Reading Body Language
The emotion that your body shows may have a stronger effect than what your face says.
By Katie Greene
It’s natural to greet friends with a smile and a wave. When you do this, your face and body work together to show your friends that you’re happy to see them. But what happens if your face and body send mixed messages? Would someone be more likely to believe the look on your face or the way you hold your body?
Scientists have recently tackled these questions. They found that when a person is looking at your face, she might not believe what she sees if your body language doesn’t match the feeling that your face shows.
To find out how a person’s body language affects the emotional impression given by that person’s face, scientists used pictures in which body posture matched (left) and didn’t match (right) facial expression. |
Proceedings of the National Academy of Sciences |
Studying such mixed messages is nothing new for scientists. Previously, they had found that the tone of a person’s voice can be more important than the words that are spoken. For example, most people tend not to believe a person who says in a flat voice, “I’m so excited.”

◆ Tasks and exercises ◆
[A] Retype the part of the body language article from "By Katie Greene" down to "your face shows.".
[B] List every sentence in the body language article that contains the word "face."

◆ Material ◆
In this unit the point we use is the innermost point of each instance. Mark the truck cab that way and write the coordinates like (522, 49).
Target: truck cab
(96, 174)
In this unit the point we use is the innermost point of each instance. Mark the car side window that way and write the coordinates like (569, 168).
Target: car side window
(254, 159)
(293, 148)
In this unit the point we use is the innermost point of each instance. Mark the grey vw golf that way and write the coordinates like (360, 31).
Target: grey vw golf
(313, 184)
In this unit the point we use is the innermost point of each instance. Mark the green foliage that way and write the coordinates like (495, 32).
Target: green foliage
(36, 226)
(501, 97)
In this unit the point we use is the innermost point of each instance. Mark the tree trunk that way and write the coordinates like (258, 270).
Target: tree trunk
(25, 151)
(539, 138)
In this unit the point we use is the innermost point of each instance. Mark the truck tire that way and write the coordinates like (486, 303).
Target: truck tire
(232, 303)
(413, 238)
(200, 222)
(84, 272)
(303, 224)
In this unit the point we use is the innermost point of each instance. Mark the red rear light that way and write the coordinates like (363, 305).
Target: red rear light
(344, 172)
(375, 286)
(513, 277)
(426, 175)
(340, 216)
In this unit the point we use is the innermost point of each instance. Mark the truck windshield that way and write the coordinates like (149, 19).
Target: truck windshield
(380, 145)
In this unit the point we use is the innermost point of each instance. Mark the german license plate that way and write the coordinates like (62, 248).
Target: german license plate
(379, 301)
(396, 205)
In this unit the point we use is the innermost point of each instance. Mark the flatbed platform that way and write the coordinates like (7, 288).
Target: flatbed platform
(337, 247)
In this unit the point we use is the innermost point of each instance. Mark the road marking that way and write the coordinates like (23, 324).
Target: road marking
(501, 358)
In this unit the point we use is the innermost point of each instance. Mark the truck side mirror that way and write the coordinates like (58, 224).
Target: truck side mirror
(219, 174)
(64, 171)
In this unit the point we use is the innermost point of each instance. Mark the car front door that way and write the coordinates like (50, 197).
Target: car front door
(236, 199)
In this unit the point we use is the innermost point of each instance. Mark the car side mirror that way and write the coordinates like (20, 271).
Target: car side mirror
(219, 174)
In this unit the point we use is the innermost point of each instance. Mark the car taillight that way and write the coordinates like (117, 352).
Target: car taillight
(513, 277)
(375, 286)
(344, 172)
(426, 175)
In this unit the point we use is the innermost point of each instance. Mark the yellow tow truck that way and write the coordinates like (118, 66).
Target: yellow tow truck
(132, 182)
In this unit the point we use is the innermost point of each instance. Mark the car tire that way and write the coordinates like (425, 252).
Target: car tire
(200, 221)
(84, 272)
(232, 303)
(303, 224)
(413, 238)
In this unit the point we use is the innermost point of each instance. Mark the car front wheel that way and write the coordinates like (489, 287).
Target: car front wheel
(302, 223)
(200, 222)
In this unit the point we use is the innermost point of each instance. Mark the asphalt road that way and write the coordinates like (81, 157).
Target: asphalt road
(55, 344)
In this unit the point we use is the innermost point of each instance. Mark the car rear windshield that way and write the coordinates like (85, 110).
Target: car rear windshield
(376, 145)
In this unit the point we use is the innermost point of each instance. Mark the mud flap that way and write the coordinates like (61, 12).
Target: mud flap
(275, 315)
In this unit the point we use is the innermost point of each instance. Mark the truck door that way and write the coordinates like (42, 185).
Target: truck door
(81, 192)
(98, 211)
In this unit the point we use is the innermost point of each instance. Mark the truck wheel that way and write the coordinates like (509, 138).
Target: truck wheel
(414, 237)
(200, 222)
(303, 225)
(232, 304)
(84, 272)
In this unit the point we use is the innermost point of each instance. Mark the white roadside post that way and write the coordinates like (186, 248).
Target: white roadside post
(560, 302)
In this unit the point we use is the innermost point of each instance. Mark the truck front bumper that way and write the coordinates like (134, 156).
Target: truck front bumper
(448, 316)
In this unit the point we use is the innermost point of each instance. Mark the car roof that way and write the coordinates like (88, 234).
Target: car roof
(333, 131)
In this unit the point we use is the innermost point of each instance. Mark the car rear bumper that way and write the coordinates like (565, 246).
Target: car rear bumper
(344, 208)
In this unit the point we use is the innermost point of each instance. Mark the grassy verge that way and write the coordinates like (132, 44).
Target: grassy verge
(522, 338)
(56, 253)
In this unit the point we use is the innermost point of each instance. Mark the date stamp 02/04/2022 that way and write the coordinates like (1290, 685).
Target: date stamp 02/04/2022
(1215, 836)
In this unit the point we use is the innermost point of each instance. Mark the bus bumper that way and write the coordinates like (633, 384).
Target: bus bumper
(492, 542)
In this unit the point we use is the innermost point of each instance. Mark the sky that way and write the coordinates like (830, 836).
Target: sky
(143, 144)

◆ Solutions by task ◆
[A]
By Katie Greene
It’s natural to greet friends with a smile and a wave. When you do this, your face and body work together to show your friends that you’re happy to see them. But what happens if your face and body send mixed messages? Would someone be more likely to believe the look on your face or the way you hold your body?
Scientists have recently tackled these questions. They found that when a person is looking at your face, she might not believe what she sees if your body language doesn’t match the feeling that your face shows.

[B]
The emotion that your body shows may have a stronger effect than what your face says.
When you do this, your face and body work together to show your friends that you’re happy to see them.
But what happens if your face and body send mixed messages?
Would someone be more likely to believe the look on your face or the way you hold your body?
They found that when a person is looking at your face, she might not believe what she sees if your body language doesn’t match the feeling that your face shows.
To find out how a person’s body language affects the emotional impression given by that person’s face, scientists used pictures in which body posture matched (left) and didn’t match (right) facial expression.